- _Aim_: Extract every line of the items below that contains the word "backpack".

- _Records for the exercise_:
---*---
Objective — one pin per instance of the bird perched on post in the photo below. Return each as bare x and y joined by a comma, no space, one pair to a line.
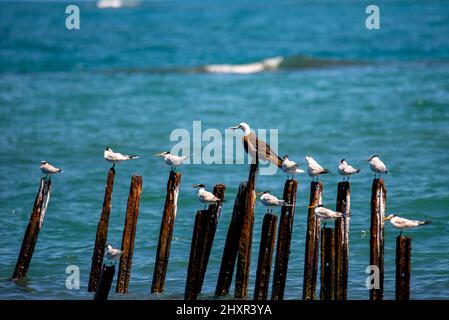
171,159
346,170
270,201
290,167
206,197
257,148
403,223
116,157
48,169
326,214
112,254
314,169
377,166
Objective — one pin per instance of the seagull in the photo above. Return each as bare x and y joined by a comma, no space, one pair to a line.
254,145
326,214
290,167
206,197
377,166
315,170
270,201
48,169
112,254
403,223
346,170
171,159
116,157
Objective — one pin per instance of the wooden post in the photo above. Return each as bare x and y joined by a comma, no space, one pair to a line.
104,282
166,232
265,256
129,234
202,241
102,234
209,227
32,231
232,244
284,239
403,267
327,264
246,237
342,240
191,290
378,204
312,243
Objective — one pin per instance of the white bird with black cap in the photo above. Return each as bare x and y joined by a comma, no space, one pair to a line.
206,197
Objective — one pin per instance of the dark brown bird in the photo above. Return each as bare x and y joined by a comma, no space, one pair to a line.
256,147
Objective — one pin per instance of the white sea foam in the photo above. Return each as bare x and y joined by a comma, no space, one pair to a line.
266,64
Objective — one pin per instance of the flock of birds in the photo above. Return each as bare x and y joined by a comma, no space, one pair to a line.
259,150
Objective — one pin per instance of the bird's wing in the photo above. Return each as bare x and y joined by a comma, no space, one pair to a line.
251,143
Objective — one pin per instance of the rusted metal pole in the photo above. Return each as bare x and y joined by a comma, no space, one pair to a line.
327,264
102,234
246,237
191,289
266,249
312,243
378,203
104,282
232,244
403,267
129,234
284,240
32,231
166,232
342,240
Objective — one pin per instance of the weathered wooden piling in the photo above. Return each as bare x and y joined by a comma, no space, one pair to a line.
32,231
209,227
166,232
284,240
202,240
312,243
102,234
342,240
232,244
191,289
327,264
403,267
246,237
266,249
104,282
129,234
378,204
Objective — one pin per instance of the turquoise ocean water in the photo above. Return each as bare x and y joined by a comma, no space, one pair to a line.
131,75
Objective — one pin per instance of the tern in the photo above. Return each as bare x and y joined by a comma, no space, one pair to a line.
314,169
206,197
326,214
346,170
48,169
116,157
270,201
171,159
112,254
403,223
290,167
377,166
257,148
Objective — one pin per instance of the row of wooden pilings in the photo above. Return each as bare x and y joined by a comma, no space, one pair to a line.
333,243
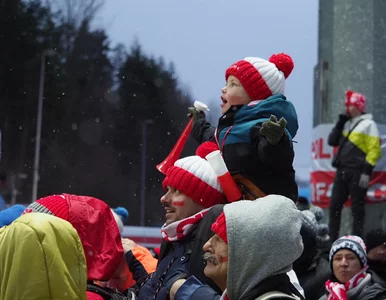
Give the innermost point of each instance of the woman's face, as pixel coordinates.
(345, 264)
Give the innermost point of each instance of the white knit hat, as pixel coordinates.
(262, 78)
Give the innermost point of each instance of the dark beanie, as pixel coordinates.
(375, 238)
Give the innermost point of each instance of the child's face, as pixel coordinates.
(233, 94)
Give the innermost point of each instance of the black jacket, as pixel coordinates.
(269, 167)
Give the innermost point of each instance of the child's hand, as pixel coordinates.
(273, 130)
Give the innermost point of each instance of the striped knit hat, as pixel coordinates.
(350, 242)
(262, 78)
(194, 177)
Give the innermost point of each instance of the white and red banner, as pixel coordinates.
(322, 173)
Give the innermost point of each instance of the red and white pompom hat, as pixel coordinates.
(194, 177)
(262, 78)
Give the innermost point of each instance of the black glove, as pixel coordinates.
(195, 113)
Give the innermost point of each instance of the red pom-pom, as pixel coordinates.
(283, 62)
(204, 149)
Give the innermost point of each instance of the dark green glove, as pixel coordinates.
(273, 130)
(195, 113)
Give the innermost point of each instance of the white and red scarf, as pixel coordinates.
(179, 229)
(338, 291)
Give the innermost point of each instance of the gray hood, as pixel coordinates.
(263, 240)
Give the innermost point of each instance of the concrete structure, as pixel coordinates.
(352, 55)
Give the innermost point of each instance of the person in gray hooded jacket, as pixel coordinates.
(254, 246)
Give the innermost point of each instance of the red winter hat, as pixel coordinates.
(194, 177)
(262, 78)
(356, 99)
(220, 227)
(96, 227)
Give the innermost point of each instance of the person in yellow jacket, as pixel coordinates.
(359, 148)
(41, 257)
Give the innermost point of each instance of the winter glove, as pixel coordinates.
(336, 291)
(273, 130)
(195, 113)
(364, 181)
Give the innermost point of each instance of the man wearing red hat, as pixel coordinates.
(357, 138)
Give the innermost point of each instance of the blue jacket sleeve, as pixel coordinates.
(193, 289)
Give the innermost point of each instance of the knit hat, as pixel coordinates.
(7, 216)
(350, 242)
(375, 238)
(219, 227)
(194, 177)
(262, 78)
(120, 215)
(356, 99)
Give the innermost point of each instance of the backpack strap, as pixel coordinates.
(277, 295)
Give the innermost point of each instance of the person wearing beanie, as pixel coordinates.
(256, 128)
(41, 257)
(357, 138)
(192, 201)
(249, 255)
(350, 278)
(93, 220)
(376, 254)
(7, 216)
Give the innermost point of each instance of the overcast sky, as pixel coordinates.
(204, 37)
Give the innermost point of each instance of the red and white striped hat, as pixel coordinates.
(356, 99)
(262, 78)
(194, 177)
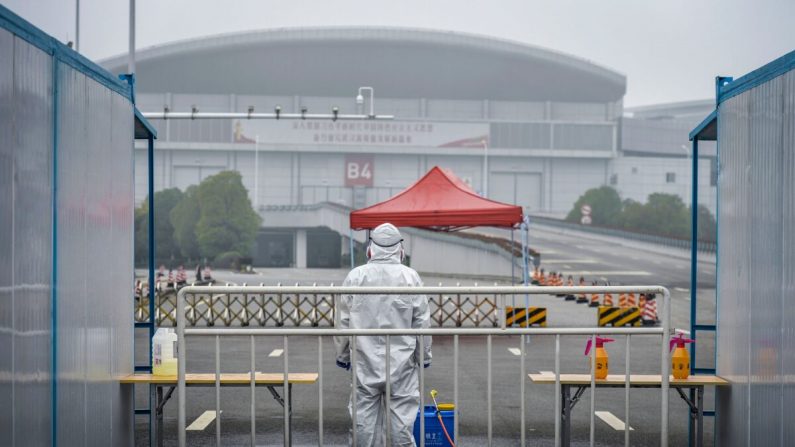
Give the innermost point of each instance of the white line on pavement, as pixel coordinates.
(202, 421)
(611, 420)
(569, 261)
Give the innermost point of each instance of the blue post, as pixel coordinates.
(350, 238)
(150, 153)
(694, 255)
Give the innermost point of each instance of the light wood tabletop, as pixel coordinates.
(634, 380)
(226, 379)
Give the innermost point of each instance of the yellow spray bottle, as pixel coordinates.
(601, 356)
(680, 359)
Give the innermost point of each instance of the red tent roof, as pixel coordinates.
(438, 201)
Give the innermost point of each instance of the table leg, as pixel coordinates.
(565, 438)
(290, 411)
(158, 411)
(153, 429)
(700, 406)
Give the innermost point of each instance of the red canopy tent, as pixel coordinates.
(438, 201)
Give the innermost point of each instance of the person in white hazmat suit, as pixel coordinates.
(384, 269)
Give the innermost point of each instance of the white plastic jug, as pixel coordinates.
(164, 352)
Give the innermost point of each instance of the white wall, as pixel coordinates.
(637, 177)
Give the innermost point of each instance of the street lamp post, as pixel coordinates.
(360, 99)
(485, 168)
(256, 173)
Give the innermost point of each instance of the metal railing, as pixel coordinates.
(282, 307)
(285, 333)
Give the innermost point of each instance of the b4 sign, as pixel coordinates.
(359, 170)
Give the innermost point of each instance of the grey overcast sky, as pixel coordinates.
(670, 50)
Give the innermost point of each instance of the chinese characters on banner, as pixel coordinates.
(363, 133)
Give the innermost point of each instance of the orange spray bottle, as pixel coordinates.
(601, 356)
(680, 359)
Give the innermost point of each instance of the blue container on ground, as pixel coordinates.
(434, 436)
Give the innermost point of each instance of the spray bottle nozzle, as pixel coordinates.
(600, 341)
(679, 341)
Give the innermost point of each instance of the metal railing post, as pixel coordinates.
(557, 391)
(593, 390)
(218, 391)
(353, 390)
(388, 381)
(421, 361)
(181, 368)
(665, 366)
(319, 391)
(488, 386)
(253, 393)
(626, 394)
(287, 391)
(455, 387)
(523, 378)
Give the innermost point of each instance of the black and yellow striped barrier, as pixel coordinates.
(532, 316)
(619, 316)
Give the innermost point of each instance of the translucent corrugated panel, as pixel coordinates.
(755, 280)
(27, 241)
(6, 237)
(94, 262)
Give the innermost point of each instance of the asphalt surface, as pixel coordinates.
(570, 253)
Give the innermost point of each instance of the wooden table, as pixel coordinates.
(582, 382)
(269, 380)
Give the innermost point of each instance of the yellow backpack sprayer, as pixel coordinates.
(437, 434)
(680, 359)
(601, 356)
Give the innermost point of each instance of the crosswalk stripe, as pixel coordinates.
(202, 421)
(611, 420)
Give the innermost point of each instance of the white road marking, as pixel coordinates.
(202, 421)
(607, 273)
(611, 420)
(567, 261)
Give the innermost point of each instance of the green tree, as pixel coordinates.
(183, 218)
(227, 222)
(165, 247)
(666, 215)
(605, 206)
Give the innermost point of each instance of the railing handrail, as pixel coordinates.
(276, 331)
(663, 331)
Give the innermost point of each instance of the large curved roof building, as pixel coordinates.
(403, 62)
(552, 122)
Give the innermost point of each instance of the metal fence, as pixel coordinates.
(283, 307)
(185, 295)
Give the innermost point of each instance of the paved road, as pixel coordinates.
(572, 253)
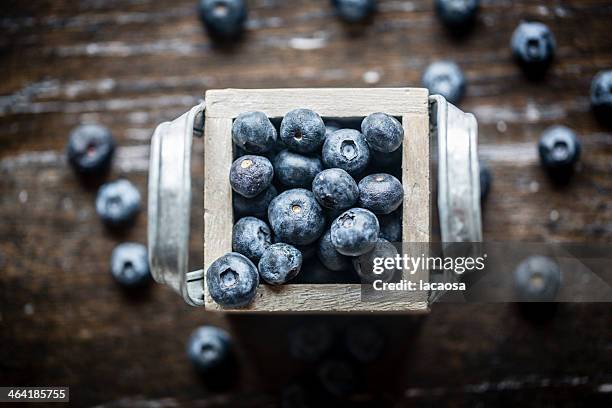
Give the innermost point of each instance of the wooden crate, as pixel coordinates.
(222, 106)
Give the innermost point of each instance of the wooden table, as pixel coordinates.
(132, 64)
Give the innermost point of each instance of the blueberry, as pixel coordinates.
(445, 78)
(457, 14)
(209, 348)
(90, 149)
(130, 265)
(302, 130)
(223, 19)
(559, 148)
(251, 175)
(330, 257)
(533, 47)
(354, 11)
(256, 206)
(118, 203)
(383, 133)
(253, 132)
(296, 217)
(391, 226)
(348, 150)
(232, 280)
(335, 189)
(355, 232)
(295, 170)
(380, 193)
(537, 279)
(601, 95)
(251, 237)
(280, 263)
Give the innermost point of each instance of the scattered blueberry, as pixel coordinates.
(295, 170)
(383, 133)
(335, 189)
(537, 279)
(330, 257)
(354, 11)
(223, 19)
(280, 263)
(348, 150)
(130, 265)
(355, 232)
(533, 46)
(296, 217)
(118, 203)
(251, 175)
(251, 237)
(380, 193)
(445, 78)
(90, 149)
(232, 280)
(302, 130)
(457, 14)
(256, 206)
(253, 132)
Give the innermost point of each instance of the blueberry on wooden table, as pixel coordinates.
(380, 193)
(445, 78)
(254, 133)
(223, 19)
(118, 203)
(302, 130)
(250, 175)
(383, 133)
(296, 217)
(348, 150)
(295, 170)
(130, 265)
(232, 280)
(251, 237)
(90, 149)
(280, 263)
(355, 232)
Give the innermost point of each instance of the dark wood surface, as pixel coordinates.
(134, 63)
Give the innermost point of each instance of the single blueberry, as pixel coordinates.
(232, 280)
(330, 257)
(537, 279)
(256, 206)
(445, 78)
(251, 175)
(90, 149)
(280, 263)
(601, 95)
(355, 232)
(354, 11)
(335, 189)
(130, 265)
(251, 237)
(383, 133)
(348, 150)
(223, 19)
(302, 130)
(533, 47)
(253, 132)
(457, 14)
(295, 170)
(559, 148)
(209, 349)
(296, 217)
(380, 193)
(118, 203)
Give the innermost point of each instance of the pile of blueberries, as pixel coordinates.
(332, 202)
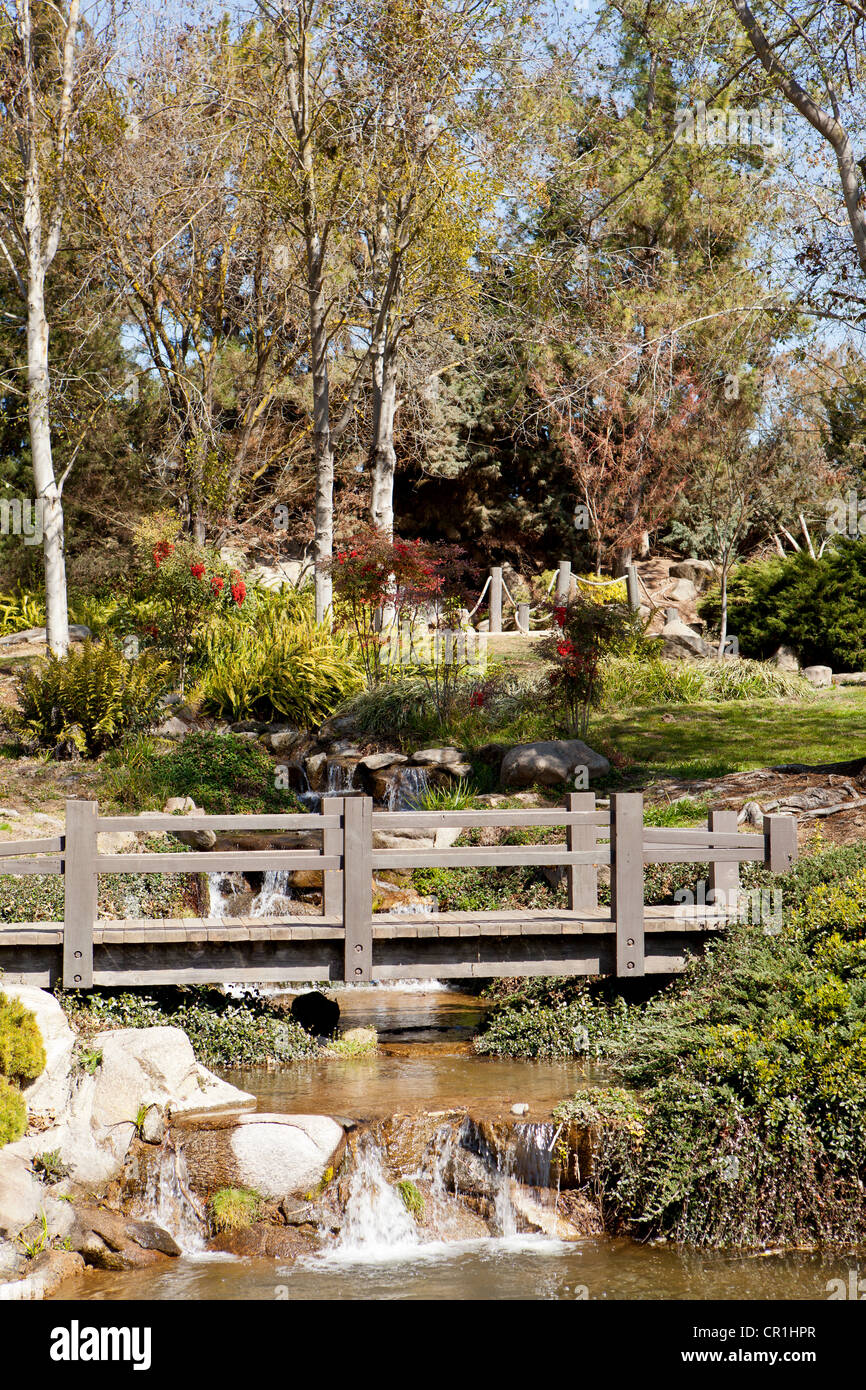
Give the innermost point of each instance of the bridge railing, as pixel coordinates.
(342, 847)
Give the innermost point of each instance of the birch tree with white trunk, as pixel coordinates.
(38, 110)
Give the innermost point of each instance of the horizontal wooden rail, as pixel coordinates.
(484, 819)
(692, 854)
(349, 941)
(36, 865)
(31, 847)
(252, 823)
(496, 856)
(217, 861)
(663, 836)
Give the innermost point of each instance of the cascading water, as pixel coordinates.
(406, 788)
(168, 1201)
(275, 894)
(376, 1221)
(464, 1187)
(341, 779)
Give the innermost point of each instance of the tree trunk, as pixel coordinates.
(382, 456)
(723, 627)
(324, 452)
(47, 492)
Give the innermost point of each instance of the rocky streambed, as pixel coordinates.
(138, 1157)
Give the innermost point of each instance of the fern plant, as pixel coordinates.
(88, 699)
(21, 610)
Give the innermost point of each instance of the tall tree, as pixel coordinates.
(43, 91)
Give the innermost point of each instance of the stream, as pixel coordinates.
(378, 1253)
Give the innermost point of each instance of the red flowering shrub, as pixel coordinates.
(384, 585)
(587, 633)
(182, 585)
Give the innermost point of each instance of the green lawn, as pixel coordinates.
(712, 740)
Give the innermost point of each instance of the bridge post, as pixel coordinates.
(495, 605)
(627, 881)
(357, 888)
(581, 879)
(81, 902)
(631, 588)
(779, 843)
(723, 877)
(332, 844)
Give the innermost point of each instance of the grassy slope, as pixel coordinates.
(709, 740)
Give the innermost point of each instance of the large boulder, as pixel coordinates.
(818, 676)
(438, 756)
(145, 1075)
(154, 1068)
(551, 763)
(683, 591)
(275, 1155)
(784, 659)
(316, 1012)
(699, 571)
(681, 642)
(109, 1240)
(20, 1193)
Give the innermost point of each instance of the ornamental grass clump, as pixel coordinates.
(21, 1059)
(278, 667)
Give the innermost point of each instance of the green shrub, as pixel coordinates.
(549, 1018)
(223, 1033)
(815, 606)
(220, 772)
(277, 667)
(459, 795)
(50, 1166)
(606, 1105)
(13, 1114)
(21, 1047)
(752, 1073)
(234, 1208)
(88, 699)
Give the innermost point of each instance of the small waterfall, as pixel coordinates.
(168, 1201)
(217, 898)
(274, 897)
(376, 1225)
(341, 777)
(406, 787)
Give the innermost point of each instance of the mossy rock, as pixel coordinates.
(13, 1114)
(21, 1050)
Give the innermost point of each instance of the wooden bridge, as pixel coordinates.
(350, 941)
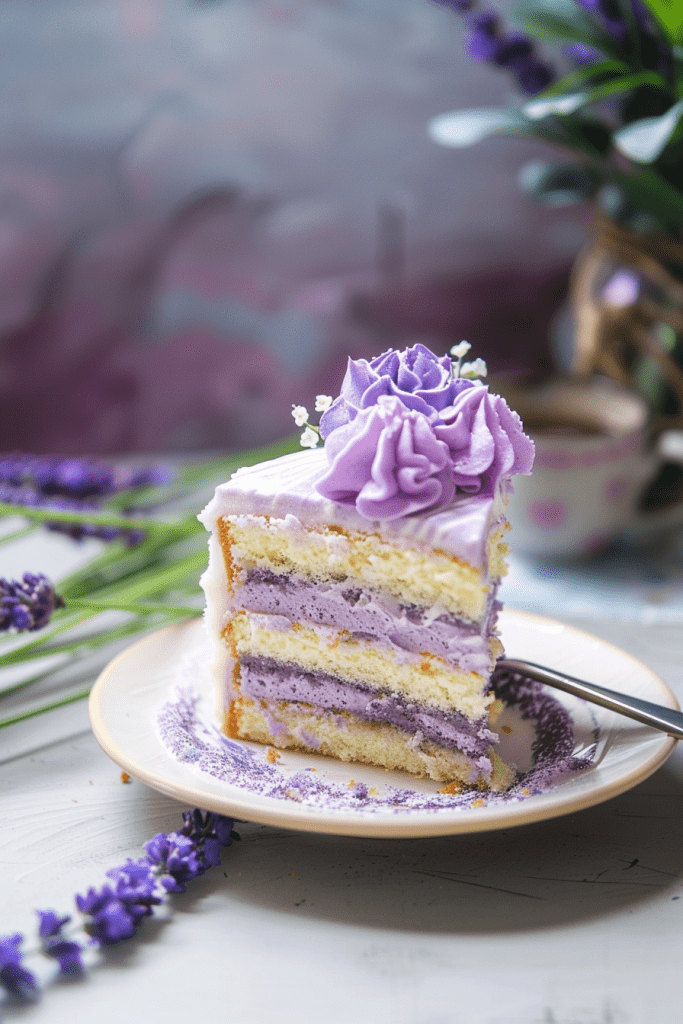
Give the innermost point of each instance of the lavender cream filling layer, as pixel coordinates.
(264, 679)
(366, 614)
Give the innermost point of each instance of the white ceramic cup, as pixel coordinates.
(595, 456)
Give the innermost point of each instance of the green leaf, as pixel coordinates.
(541, 108)
(462, 128)
(648, 190)
(562, 22)
(669, 13)
(568, 83)
(643, 141)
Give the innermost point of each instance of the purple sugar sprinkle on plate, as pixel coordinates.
(194, 741)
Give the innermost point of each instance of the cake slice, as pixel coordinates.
(353, 601)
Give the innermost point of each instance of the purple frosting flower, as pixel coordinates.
(485, 439)
(388, 463)
(406, 436)
(420, 379)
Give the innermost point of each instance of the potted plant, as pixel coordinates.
(610, 101)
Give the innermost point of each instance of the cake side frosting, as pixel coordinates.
(286, 486)
(351, 590)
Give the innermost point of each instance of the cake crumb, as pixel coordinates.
(454, 786)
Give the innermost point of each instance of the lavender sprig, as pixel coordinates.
(114, 912)
(27, 604)
(79, 485)
(146, 584)
(511, 51)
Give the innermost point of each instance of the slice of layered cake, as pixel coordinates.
(351, 589)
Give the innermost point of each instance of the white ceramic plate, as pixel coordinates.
(130, 692)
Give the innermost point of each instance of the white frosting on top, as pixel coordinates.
(284, 487)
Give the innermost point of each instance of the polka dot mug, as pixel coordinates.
(595, 459)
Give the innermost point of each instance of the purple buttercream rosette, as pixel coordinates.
(388, 463)
(422, 381)
(407, 436)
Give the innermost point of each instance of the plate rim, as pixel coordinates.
(361, 823)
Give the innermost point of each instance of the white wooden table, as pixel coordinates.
(575, 921)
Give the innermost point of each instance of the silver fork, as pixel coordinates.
(643, 711)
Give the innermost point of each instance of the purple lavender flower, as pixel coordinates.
(460, 6)
(78, 478)
(135, 885)
(66, 951)
(76, 485)
(177, 859)
(13, 976)
(514, 52)
(27, 604)
(110, 919)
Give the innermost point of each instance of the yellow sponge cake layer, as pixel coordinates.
(415, 576)
(346, 737)
(424, 678)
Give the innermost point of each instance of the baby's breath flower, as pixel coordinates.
(458, 351)
(308, 438)
(475, 369)
(323, 402)
(300, 414)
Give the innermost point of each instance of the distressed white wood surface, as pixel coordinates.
(575, 921)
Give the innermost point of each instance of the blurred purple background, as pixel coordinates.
(205, 207)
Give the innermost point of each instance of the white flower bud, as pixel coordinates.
(323, 402)
(300, 414)
(459, 350)
(475, 369)
(308, 438)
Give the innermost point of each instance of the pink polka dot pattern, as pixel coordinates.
(616, 489)
(548, 514)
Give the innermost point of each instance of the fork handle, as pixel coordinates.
(665, 719)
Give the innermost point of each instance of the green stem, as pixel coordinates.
(16, 535)
(140, 609)
(182, 527)
(87, 644)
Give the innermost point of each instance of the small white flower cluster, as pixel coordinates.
(311, 434)
(477, 368)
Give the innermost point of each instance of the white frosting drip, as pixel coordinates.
(283, 488)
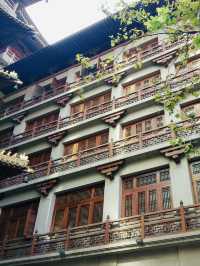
---*---
- _Task answer_:
Give the innermost point of each instance of the backpack strap, as pixel coordinates.
Give the innermost point of each instance of the yellow backpack sprayer, as pixel coordinates.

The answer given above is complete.